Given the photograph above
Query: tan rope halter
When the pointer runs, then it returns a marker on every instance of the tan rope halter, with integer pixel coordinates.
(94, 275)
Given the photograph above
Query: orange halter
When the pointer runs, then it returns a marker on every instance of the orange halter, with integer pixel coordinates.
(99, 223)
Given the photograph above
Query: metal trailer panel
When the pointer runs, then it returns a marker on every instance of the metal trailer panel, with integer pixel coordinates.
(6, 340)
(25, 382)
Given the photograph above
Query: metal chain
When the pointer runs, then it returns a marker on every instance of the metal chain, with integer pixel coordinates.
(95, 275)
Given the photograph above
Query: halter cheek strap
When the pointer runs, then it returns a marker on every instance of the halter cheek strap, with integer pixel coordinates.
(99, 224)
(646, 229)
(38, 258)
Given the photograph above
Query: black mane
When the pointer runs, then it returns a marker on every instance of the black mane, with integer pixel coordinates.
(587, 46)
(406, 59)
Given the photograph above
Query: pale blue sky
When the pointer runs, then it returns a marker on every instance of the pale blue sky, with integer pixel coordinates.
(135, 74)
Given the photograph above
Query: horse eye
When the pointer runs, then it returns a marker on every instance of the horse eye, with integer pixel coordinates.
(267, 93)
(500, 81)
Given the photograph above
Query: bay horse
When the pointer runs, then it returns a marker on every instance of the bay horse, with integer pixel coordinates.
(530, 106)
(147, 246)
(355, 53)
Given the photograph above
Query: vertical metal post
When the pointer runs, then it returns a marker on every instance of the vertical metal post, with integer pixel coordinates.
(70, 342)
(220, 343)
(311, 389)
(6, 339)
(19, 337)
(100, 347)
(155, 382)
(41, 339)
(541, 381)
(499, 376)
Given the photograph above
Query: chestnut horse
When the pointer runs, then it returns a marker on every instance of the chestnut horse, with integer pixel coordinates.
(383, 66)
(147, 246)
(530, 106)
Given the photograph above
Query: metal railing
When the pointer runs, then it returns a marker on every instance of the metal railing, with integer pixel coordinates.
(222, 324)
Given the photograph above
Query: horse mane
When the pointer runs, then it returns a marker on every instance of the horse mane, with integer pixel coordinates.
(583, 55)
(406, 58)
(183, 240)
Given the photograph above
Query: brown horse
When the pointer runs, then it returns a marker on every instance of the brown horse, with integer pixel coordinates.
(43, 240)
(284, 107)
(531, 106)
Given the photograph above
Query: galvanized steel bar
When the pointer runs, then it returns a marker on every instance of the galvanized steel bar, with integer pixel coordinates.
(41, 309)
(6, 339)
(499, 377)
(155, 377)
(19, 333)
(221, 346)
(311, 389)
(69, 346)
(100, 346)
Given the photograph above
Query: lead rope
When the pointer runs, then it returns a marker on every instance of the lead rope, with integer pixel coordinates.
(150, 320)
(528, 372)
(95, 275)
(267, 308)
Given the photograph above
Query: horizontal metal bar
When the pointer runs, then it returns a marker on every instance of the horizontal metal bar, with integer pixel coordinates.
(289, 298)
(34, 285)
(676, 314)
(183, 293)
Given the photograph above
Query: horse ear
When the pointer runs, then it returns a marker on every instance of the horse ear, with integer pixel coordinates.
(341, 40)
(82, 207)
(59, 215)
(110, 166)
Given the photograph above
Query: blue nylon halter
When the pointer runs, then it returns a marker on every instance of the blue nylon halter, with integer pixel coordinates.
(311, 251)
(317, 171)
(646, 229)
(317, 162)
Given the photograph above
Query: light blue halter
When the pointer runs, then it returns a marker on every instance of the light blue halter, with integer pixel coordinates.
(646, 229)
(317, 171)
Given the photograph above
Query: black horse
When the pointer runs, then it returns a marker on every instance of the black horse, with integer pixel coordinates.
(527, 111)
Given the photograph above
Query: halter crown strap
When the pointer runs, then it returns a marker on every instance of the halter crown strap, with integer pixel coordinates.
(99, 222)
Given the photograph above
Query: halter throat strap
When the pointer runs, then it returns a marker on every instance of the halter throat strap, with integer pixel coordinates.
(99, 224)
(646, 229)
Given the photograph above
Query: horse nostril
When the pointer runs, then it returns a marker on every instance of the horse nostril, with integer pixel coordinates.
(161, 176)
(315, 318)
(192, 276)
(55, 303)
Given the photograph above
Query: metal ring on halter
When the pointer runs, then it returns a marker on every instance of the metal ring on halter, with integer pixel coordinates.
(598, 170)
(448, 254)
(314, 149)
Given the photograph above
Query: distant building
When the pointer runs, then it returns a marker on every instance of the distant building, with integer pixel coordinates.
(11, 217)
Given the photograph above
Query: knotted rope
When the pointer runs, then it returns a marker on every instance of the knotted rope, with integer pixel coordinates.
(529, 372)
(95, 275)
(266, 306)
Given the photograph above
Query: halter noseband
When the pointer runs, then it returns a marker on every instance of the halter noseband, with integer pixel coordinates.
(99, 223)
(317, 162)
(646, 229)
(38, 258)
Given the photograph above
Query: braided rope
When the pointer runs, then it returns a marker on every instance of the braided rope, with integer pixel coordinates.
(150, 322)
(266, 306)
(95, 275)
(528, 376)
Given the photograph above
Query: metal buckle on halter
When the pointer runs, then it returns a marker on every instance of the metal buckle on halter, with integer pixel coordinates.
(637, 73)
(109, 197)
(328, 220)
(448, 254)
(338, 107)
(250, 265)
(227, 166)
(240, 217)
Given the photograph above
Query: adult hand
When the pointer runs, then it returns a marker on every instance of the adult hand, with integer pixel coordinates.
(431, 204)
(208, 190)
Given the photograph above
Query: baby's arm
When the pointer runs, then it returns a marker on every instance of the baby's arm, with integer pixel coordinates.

# EXERCISE BRIEF
Take the entries and copy them out exactly.

# EXERCISE OUTPUT
Given the photograph above
Query: tan rope halter
When the pointer runs, then it returns a marker on every instance of the tan rope halter, with integer pixel coordinates.
(94, 275)
Given the photograph above
Query: orange halter
When the pointer runs, then it returns a marker on every instance of the orange halter, with integer pixel coordinates.
(99, 223)
Given the photograph above
Query: metal trailer panel
When the pointer runs, then it returns a marker on every instance of the metal trailer panel, with integer pixel coordinates.
(6, 340)
(25, 382)
Given the photograph above
Query: metal chain
When the pointer runs, then it returns a marker on every instance of the metal chain, with integer pixel coordinates.
(95, 275)
Given the photograph above
Query: halter cheek strap
When the pointer runs, then it returns a marker on every instance of the halter cheek strap, with integer pixel coordinates.
(99, 224)
(646, 229)
(38, 258)
Given the photograph above
Query: black mane
When the pointer runs, then it returns a marker on every instance of the black mane, with integer pixel coordinates.
(587, 46)
(406, 59)
Given the photograph above
Query: pale blue sky
When the pointer runs, then it returns a marker on every instance of the pale blue sky, with integer pixel coordinates.
(135, 74)
Given the photograph above
Query: horse eye
When the pointer runs, then it returns a marker on every instance of the horse eye, with integer pixel coordinates.
(267, 93)
(500, 81)
Given the photograph above
Query: bay horse
When the pointer runs, then it returns a marker on every instance of the bay horse, with integer pixel coordinates.
(530, 106)
(147, 246)
(355, 53)
Given the photograph above
Query: vertical metal post
When the pointer runs, then it returns a marker on every instance of the vertical metal post, with integer pixel coordinates.
(70, 342)
(220, 343)
(311, 389)
(6, 339)
(19, 337)
(100, 347)
(155, 382)
(41, 339)
(541, 381)
(499, 376)
Given the photograph above
Query: chestnut horse
When the pointer runs, then it returns a marker on every instance of the chestnut horse, with integer pixel coordinates.
(383, 66)
(147, 246)
(530, 106)
Given the photograph above
Query: metal railing
When the pointer runs, then it returns a marker on every instance of the metal railing, with integer pixel coordinates.
(222, 324)
Given the photograph above
Query: horse mane
When the pointer runs, then it returns a marker on every instance of the horse mane, with integer pixel coordinates.
(583, 55)
(406, 58)
(183, 240)
Given the photograph above
Query: brown horse
When the pointer runs, then it returns a marker on every instance of the brown horse, with integer pixel coordinates.
(43, 240)
(284, 107)
(531, 106)
Given the photograph above
Query: galvanized steel bar
When the pointer runs, then it returns a marker on every instance of the galvanized steel bar, with integer pixel coordinates.
(41, 309)
(6, 339)
(499, 377)
(155, 377)
(19, 333)
(221, 346)
(311, 389)
(69, 346)
(100, 346)
Given the photograph above
Query: lead rope
When the pointer runs, then it returns a marker on every instance of the lead rope, with integer pixel coordinates.
(150, 320)
(528, 372)
(95, 275)
(267, 308)
Given the photograph above
Query: horizontal metal bar
When the pointer runs, then it returns a marker on every instance of the horizontal metal bar, with integer pixel coordinates.
(289, 298)
(34, 285)
(676, 314)
(183, 293)
Given the photograph above
Query: horse ear
When the pointer runs, then it returns a marker on every instance of the horse ear, with integer pixel coordinates.
(341, 40)
(82, 207)
(59, 215)
(110, 166)
Given the photograph above
Query: blue nylon halter
When the pointer runs, then it returns a marker on every instance of the blue nylon halter, with integer pixel coordinates.
(311, 251)
(317, 171)
(646, 229)
(317, 162)
Given the photograph above
Query: light blue halter
When the pointer runs, then it returns a marker on every instance of the light blue halter, with integer pixel coordinates.
(646, 229)
(317, 171)
Given the photograph above
Query: black horse
When the pointer runs, then it returns a marker on every instance of the black horse, with integer pixel coordinates.
(527, 111)
Given the photograph above
Query: halter crown strap
When the pointer runs, then it returns a marker on every instance of the halter crown strap, with integer pixel coordinates.
(99, 222)
Given the photograph above
Query: halter throat strap
When the pointer runs, then it returns a marker on every instance of the halter throat strap, with integer pixel coordinates.
(99, 224)
(646, 229)
Given the photograph above
Query: horse nostril
When the pointer runs, then it returns a marker on every instance of the horse nostril, with integer pixel coordinates.
(161, 176)
(315, 318)
(192, 276)
(55, 303)
Given the photograph above
Query: metal ring on halter
When the pointer runs, then it returns a marker on every instance of the metal ring on halter, with integer pixel coordinates.
(598, 170)
(448, 254)
(314, 149)
Given the photograph above
Query: distant building
When the pointer runs, then it returns a marker on every instance of the distant building, with integer pixel coordinates.
(11, 217)
Given the photograph above
Query: knotted rope
When the pointer runs, then it returns a marker on every instance of the knotted rope, with integer pixel coordinates.
(529, 372)
(95, 275)
(266, 306)
Given the photograph above
Query: halter noseband
When the pointer runs, then it returns a marker on every instance of the halter noseband, with integer pixel coordinates.
(99, 223)
(317, 162)
(646, 229)
(38, 258)
Given the photograph above
Query: braided rope
When the pointer runs, then it returns a marker on every instance of the braided rope, with integer pixel coordinates.
(150, 322)
(266, 306)
(95, 275)
(528, 376)
Given the photograph above
Query: metal buckle on halter
When the pointer runs, then it returns a marker on every instance of the metal buckle on halter, with integer pixel coordinates.
(637, 73)
(109, 197)
(328, 220)
(448, 254)
(338, 107)
(250, 265)
(227, 166)
(240, 217)
Given the photograph above
Query: adult hand
When the pointer runs, then it returns a marker on every instance of the adult hand, with integer pixel coordinates.
(431, 204)
(208, 190)
Given the photograph above
Query: baby's arm
When the pointer runs, then it returns a marker on every instance of the baby's arm, with integer pixel coordinates.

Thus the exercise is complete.